- [Your assignment]: Leave out every line before the one that contains "white flower in". Please restate that line and the rest of the data word for word, through the end.

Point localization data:
*** Block opens ***
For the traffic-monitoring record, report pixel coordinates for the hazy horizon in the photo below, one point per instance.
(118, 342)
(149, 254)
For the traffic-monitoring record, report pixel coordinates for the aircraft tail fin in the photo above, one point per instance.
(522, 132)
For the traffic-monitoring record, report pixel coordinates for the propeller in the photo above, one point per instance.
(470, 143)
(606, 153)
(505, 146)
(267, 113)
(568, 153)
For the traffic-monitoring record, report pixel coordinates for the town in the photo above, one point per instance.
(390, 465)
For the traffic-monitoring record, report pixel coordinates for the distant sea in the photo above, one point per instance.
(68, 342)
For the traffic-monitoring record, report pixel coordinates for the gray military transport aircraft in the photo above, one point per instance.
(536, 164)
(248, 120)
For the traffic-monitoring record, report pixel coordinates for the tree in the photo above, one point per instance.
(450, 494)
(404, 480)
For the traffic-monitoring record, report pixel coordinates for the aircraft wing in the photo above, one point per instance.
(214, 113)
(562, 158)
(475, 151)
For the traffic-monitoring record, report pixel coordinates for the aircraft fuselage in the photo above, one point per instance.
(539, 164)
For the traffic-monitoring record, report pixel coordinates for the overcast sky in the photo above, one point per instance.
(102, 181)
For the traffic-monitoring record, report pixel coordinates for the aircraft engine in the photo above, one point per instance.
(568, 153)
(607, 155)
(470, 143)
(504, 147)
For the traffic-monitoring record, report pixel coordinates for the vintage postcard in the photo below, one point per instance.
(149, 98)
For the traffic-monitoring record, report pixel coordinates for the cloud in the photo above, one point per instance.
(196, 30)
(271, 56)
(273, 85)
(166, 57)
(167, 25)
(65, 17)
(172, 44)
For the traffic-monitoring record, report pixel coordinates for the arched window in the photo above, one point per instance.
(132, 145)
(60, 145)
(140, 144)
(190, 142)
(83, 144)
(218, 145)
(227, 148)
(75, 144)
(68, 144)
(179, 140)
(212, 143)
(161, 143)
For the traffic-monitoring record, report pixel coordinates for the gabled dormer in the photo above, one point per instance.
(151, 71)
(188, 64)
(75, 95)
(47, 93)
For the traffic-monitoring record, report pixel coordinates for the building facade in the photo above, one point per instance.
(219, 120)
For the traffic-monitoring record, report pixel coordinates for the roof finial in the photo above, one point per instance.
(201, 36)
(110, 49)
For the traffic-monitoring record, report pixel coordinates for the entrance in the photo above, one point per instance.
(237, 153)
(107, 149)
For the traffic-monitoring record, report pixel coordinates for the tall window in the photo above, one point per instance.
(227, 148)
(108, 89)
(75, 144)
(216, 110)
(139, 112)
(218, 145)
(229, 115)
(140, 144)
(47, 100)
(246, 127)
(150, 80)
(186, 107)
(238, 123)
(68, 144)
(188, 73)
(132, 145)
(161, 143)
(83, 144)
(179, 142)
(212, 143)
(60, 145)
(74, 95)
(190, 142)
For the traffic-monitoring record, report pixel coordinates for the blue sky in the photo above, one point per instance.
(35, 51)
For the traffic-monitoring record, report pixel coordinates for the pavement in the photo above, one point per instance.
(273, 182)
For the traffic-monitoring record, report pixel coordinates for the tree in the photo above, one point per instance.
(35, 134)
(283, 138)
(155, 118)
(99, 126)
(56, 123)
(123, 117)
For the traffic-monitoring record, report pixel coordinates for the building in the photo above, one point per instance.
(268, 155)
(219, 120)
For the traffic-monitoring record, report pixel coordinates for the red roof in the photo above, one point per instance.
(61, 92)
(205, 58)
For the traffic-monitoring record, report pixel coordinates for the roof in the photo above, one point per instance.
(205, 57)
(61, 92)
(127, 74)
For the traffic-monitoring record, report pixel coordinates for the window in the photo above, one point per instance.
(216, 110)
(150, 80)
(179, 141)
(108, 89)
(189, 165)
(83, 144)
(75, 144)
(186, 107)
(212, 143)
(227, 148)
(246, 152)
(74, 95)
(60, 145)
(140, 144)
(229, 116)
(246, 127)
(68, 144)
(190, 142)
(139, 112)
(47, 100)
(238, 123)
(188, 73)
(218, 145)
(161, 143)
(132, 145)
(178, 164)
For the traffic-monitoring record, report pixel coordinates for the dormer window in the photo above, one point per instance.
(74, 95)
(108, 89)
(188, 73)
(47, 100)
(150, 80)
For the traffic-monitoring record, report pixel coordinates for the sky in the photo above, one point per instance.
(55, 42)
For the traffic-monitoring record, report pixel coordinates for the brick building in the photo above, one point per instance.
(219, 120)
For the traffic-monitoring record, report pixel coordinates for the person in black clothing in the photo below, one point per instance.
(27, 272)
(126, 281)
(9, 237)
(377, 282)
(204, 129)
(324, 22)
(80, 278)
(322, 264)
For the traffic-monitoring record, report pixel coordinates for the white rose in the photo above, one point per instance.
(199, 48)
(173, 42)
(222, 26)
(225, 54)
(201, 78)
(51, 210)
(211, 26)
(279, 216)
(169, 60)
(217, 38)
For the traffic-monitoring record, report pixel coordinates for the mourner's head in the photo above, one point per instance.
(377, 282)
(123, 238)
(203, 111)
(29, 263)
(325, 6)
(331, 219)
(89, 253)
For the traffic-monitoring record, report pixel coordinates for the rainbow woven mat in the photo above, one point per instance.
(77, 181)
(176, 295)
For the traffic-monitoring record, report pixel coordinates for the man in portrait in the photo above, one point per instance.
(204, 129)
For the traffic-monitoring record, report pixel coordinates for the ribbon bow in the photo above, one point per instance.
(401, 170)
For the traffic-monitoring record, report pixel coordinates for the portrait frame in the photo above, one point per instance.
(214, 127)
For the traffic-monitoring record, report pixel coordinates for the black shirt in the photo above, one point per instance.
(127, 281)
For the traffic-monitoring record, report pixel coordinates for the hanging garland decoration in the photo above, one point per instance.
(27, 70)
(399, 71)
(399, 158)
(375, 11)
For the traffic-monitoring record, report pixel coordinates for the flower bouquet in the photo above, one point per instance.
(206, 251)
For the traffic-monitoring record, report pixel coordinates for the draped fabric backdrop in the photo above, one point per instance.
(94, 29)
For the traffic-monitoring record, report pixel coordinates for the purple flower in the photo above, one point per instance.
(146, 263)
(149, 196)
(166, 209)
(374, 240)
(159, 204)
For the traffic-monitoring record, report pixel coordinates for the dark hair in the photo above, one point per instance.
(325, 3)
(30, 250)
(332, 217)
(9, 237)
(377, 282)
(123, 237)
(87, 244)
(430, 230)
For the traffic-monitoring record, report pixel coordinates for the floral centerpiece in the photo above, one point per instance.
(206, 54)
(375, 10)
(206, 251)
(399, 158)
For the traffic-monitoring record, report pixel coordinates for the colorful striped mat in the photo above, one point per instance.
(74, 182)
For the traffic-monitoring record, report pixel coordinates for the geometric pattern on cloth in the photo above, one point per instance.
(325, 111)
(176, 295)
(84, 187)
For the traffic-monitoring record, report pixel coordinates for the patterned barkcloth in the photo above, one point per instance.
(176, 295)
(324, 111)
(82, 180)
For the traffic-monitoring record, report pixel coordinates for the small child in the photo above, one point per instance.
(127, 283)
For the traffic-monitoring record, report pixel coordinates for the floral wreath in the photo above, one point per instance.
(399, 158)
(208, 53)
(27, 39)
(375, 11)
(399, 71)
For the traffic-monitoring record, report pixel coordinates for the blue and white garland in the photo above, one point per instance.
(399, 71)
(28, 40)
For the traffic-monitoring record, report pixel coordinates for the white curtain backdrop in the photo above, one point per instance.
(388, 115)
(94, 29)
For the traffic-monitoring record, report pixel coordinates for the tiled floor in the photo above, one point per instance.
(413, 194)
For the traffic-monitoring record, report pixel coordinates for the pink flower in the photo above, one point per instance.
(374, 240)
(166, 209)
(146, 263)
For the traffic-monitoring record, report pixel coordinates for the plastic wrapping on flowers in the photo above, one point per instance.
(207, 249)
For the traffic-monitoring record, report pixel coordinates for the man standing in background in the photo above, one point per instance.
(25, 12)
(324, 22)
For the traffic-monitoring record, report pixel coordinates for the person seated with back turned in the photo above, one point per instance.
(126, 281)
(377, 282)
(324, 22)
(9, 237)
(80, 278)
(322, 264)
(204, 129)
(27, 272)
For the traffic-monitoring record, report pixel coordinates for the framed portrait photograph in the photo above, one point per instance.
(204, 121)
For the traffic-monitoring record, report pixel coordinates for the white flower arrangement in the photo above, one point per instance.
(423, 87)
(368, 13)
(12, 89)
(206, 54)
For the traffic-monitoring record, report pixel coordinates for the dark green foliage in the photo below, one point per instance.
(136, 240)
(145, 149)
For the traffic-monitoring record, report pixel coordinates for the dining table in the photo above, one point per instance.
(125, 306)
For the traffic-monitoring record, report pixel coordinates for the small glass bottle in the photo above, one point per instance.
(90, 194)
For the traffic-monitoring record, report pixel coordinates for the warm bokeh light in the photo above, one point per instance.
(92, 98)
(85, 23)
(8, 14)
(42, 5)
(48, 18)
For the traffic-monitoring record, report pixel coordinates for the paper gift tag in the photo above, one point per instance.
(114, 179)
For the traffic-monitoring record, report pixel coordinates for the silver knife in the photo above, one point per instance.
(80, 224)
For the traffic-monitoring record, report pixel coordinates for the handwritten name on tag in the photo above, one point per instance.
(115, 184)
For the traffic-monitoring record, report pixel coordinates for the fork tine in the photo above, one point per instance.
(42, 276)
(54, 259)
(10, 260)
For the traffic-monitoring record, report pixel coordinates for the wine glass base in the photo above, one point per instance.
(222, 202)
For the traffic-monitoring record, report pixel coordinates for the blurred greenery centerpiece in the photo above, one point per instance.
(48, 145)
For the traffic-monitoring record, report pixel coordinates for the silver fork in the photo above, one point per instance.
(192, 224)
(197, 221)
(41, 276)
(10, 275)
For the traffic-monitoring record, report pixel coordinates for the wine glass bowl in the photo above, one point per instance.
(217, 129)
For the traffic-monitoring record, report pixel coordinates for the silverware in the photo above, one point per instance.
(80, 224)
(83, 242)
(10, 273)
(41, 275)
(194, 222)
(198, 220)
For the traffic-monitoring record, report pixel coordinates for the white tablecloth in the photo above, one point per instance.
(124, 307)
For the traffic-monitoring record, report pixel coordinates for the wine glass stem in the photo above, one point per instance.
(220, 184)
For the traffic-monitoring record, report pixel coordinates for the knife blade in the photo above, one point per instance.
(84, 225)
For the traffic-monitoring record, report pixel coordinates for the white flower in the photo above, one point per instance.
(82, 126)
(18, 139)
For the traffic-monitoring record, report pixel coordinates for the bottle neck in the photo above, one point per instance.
*** Block closes ***
- [Output for this task]:
For the traffic-monitoring record, report pixel coordinates for the white flower in the photo above, one point per instance.
(82, 126)
(18, 139)
For the traffic-monitoring record, report pixel coordinates for the bottle neck in the photo above, one point per instance.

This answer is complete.